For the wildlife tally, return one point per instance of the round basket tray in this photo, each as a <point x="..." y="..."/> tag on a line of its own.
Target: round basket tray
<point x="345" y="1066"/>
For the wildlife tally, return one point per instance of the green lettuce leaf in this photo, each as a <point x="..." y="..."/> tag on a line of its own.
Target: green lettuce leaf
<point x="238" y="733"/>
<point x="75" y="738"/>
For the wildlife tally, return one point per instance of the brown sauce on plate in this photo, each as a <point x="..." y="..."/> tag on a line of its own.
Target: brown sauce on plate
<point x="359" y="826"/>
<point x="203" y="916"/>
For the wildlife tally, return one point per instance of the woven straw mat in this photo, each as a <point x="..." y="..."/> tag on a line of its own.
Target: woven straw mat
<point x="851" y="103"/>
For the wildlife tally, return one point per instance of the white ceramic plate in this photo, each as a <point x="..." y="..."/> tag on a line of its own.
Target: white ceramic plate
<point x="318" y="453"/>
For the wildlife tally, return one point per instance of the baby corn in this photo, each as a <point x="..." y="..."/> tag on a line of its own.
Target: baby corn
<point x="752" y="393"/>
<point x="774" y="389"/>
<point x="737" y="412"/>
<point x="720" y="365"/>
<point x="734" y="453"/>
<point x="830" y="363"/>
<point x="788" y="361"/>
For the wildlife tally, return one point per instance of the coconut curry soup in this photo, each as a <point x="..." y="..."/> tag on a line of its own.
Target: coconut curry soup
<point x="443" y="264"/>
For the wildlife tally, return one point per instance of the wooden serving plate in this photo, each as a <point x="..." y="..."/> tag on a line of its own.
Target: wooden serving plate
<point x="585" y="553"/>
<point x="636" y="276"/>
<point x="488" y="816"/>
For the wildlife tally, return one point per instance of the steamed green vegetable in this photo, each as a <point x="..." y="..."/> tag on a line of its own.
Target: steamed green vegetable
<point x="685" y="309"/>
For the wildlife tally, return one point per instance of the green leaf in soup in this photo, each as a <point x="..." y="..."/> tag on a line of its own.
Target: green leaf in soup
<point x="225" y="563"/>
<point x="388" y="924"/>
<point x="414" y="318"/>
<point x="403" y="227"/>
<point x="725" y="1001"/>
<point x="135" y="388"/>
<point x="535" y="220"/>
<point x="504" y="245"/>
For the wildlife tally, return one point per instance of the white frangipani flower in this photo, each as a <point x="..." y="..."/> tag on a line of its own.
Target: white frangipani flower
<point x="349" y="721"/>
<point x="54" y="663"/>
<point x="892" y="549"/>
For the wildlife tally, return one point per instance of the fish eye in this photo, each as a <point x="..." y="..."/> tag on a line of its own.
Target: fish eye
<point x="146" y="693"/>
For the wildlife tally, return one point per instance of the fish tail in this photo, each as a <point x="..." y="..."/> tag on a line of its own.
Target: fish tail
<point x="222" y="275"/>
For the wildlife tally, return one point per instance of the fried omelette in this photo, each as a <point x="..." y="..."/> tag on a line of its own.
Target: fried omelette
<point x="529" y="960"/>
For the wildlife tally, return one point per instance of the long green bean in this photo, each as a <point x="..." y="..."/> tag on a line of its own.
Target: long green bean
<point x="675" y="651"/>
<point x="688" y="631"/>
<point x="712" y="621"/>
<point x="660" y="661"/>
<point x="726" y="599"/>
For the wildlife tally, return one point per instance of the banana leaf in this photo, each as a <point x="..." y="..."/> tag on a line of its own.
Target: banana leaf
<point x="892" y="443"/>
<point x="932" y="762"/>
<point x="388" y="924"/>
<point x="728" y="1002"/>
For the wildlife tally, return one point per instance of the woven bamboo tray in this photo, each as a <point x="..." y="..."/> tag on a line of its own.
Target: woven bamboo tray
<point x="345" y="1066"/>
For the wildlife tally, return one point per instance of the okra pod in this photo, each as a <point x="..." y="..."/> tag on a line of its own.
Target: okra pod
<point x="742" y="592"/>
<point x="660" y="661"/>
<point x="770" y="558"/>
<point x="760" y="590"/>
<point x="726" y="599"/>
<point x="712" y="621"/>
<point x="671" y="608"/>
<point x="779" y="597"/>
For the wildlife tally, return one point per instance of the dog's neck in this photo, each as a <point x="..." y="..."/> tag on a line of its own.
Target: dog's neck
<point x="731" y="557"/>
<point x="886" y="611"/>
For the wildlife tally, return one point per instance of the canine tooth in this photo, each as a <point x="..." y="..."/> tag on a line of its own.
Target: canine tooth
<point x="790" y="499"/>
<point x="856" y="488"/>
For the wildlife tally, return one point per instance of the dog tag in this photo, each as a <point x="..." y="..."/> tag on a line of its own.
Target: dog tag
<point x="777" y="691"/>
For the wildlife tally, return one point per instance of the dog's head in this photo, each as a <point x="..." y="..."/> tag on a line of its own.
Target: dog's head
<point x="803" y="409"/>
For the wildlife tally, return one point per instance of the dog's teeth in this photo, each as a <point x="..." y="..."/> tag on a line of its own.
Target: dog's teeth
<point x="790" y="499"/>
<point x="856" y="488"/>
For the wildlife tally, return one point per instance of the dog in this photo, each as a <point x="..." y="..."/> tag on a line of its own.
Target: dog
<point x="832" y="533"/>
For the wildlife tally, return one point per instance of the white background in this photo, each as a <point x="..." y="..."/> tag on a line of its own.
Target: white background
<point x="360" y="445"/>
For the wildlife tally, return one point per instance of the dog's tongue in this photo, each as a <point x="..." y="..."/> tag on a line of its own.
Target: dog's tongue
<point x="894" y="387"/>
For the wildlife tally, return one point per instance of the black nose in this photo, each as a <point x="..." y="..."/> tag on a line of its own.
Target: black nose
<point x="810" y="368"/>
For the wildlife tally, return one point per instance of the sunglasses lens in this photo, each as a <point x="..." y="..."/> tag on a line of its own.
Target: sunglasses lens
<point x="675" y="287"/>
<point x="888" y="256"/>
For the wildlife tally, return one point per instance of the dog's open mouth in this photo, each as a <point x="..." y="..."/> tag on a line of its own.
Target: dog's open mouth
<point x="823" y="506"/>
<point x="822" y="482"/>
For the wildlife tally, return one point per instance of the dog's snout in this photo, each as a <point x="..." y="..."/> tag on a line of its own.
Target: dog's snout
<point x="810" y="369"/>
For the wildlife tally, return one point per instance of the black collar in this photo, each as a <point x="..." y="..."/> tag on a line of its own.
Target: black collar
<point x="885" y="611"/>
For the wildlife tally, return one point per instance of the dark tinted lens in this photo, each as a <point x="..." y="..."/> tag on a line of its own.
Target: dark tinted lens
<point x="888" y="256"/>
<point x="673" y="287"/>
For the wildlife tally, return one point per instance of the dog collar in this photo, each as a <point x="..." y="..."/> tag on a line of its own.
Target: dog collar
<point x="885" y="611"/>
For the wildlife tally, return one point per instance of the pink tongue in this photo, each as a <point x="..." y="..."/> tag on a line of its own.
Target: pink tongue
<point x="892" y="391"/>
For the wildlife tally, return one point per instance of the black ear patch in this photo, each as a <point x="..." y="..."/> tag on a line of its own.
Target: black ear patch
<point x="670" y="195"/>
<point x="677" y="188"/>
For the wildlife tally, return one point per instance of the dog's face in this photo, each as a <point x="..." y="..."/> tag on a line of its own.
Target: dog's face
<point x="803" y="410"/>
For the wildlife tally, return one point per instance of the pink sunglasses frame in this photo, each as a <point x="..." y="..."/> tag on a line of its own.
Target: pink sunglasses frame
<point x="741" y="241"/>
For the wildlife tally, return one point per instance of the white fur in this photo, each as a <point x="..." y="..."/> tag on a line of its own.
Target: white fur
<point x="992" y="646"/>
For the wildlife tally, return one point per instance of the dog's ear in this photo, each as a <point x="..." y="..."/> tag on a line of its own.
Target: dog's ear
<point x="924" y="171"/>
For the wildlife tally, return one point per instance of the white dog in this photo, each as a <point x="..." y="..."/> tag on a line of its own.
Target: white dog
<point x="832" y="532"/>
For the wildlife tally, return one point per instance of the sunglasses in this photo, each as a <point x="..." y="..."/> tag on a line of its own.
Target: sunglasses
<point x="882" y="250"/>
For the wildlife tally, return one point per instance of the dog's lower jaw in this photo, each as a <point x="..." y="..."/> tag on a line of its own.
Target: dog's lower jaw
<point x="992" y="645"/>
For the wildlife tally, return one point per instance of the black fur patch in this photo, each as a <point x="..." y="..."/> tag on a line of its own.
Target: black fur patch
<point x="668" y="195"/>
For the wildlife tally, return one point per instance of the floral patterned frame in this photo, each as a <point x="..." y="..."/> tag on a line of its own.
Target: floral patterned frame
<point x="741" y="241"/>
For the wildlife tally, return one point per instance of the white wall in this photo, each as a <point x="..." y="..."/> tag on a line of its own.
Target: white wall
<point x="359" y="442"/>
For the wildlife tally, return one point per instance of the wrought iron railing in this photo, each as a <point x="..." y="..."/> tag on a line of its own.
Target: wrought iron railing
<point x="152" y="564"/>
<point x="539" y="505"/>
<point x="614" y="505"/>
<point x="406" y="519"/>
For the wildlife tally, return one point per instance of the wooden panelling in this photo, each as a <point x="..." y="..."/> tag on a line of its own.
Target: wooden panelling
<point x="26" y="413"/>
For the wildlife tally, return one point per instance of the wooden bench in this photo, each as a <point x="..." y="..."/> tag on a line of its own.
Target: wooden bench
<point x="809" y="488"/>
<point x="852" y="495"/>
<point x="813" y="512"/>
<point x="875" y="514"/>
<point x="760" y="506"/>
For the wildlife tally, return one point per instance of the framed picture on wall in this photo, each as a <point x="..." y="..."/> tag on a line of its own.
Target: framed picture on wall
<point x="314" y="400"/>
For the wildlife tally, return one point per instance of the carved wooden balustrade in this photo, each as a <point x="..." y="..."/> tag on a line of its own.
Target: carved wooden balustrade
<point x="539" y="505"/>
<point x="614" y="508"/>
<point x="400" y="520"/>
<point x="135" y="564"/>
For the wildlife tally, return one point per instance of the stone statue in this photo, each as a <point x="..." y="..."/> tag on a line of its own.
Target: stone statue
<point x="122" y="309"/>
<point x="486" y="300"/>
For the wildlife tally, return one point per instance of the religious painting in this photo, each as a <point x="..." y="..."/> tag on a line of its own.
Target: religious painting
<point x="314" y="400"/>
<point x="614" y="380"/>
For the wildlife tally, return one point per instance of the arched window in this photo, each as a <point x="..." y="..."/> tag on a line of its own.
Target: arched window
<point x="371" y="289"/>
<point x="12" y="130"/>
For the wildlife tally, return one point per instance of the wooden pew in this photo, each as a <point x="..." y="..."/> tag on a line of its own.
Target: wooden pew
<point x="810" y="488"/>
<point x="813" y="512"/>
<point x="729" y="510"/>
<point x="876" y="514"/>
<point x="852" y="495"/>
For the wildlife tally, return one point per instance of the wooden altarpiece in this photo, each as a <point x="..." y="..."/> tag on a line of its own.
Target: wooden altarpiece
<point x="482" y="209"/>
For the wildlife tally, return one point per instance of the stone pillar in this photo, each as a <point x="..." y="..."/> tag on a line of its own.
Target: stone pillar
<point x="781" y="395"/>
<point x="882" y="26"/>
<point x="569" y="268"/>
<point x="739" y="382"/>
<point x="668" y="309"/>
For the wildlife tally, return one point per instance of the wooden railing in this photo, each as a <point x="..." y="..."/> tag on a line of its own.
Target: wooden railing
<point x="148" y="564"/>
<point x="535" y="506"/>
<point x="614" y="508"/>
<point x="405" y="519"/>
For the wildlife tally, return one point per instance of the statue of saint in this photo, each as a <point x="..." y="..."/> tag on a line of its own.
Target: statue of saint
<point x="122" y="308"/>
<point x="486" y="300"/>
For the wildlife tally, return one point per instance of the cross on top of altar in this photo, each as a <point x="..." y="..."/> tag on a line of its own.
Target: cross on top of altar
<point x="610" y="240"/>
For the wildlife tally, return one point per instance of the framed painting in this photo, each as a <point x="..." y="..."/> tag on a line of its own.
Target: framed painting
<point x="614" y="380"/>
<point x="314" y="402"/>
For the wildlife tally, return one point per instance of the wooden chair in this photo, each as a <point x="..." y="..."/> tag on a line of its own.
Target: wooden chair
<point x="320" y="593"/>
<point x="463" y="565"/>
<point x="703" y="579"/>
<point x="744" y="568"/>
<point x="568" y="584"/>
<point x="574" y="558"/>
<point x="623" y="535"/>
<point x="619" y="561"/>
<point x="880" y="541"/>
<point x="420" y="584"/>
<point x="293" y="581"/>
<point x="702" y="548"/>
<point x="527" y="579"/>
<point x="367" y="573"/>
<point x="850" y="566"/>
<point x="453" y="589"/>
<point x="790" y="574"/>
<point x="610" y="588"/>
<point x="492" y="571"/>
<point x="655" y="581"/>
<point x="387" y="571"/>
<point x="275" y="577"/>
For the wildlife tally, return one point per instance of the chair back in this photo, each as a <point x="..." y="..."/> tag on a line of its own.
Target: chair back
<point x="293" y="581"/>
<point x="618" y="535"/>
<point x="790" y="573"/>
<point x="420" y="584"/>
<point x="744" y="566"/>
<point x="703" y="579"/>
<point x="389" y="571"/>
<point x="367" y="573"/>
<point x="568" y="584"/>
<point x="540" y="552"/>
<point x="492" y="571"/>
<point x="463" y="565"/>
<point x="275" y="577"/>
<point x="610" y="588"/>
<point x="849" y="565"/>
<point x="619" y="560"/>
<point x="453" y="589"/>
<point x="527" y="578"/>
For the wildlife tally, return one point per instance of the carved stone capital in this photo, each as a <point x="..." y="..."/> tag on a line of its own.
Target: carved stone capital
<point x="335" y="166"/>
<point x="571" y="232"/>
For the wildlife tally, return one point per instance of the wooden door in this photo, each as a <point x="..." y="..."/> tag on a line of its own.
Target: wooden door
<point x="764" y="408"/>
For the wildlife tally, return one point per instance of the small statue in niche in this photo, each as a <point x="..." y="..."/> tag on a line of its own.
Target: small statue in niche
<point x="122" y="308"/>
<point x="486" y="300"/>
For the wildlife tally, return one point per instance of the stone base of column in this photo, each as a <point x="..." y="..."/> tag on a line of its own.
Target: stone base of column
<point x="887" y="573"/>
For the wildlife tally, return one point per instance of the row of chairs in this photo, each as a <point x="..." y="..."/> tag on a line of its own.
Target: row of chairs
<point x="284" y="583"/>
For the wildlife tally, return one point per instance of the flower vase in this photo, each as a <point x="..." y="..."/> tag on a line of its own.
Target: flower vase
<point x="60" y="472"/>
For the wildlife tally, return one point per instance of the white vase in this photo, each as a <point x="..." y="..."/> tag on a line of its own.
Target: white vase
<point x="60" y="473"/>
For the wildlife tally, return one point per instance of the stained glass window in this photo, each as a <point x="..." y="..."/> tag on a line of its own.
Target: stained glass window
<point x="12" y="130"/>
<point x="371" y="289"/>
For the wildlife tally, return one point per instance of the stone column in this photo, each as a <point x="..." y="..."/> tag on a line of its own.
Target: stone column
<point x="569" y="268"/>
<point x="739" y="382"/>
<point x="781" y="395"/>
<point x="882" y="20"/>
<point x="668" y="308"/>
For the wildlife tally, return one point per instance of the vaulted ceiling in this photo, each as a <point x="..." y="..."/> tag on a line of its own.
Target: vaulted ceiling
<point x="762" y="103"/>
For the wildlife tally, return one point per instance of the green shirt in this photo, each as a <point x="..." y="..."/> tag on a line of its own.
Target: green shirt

*What needs to be done*
Output verbatim every line of the listing, from the first line containing "the stone column" through the final line of the listing, inclusive.

*Task solution*
For the wildlife tally, return one point per instance of the stone column in this photo, each as a <point x="..." y="..."/> tag on a line of its own.
Target: stone column
<point x="569" y="268"/>
<point x="739" y="382"/>
<point x="781" y="395"/>
<point x="882" y="20"/>
<point x="668" y="308"/>
For the wildlife tally, return one point per instance of the vaulted ceiling in this photo, each as a <point x="..." y="..."/> tag on a line of its own.
Target: vaulted ceiling
<point x="762" y="103"/>
For the wildlife tally, return one point per instance of the green shirt in this photo, each as a <point x="..." y="..."/> tag on a line of its own.
Target: green shirt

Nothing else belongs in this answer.